▶ _What is asked_: Copy out the listing below word for word, line by line.

-------- Material shown --------

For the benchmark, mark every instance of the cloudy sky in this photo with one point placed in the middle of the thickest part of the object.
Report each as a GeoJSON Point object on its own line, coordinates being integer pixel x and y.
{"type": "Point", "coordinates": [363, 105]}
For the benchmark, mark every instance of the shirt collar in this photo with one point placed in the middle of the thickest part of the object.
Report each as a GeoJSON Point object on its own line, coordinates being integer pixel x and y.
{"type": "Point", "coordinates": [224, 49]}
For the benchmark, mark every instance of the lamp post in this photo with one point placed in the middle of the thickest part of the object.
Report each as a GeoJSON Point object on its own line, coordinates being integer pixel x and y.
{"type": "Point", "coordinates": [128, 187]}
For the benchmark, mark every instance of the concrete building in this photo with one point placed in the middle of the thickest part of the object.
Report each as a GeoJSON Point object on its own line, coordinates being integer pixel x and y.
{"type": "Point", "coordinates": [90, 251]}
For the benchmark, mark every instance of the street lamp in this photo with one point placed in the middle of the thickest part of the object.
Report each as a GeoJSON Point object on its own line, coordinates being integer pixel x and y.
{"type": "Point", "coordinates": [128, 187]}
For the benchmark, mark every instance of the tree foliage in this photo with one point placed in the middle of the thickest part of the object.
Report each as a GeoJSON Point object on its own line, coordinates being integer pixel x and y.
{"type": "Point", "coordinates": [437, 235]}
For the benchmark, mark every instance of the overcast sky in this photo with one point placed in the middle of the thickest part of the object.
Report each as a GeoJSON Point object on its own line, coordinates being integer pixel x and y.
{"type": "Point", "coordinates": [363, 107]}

--------

▶ _Written solution_:
For the benchmark, mark every instance of the cloudy sky in this photo with one point placed in the middle of the thickest part of the object.
Report each as a GeoJSON Point object on its own line, coordinates being integer pixel x and y.
{"type": "Point", "coordinates": [363, 105]}
For the benchmark, mark every instance of the shirt collar in this photo with one point placed in the middle of the thickest part of the object.
Report each as a GeoJSON Point object on its own line, coordinates being integer pixel x and y.
{"type": "Point", "coordinates": [224, 49]}
For the benchmark, mark every instance of the lamp post in this photo with one point placed in the middle of the thickest part of the object.
Report each as a GeoJSON Point object on its own line, coordinates being integer pixel x and y.
{"type": "Point", "coordinates": [128, 187]}
For the benchmark, mark every instance of the concrete building in this photo with one point placed in the middle of the thickest part of the object.
Report each as a GeoJSON Point object on its own line, coordinates being integer pixel x and y.
{"type": "Point", "coordinates": [90, 251]}
For the benchmark, mark every instance of the street lamp in this photo with one point placed in the middle of the thickest part of the object.
Report each as a GeoJSON Point object on its own line, coordinates being integer pixel x and y.
{"type": "Point", "coordinates": [128, 187]}
For the benchmark, mark every instance of the tree foliage in this photo with one point placed in the middle of the thickest part of the object.
Report each as a GeoJSON Point object on its own line, coordinates being integer pixel x and y.
{"type": "Point", "coordinates": [437, 235]}
For the benchmark, mark every instance of the overcast sky in this photo with one point placed in the middle of the thickest part of the object.
Report each as a GeoJSON Point object on its own line, coordinates being integer pixel x and y.
{"type": "Point", "coordinates": [363, 107]}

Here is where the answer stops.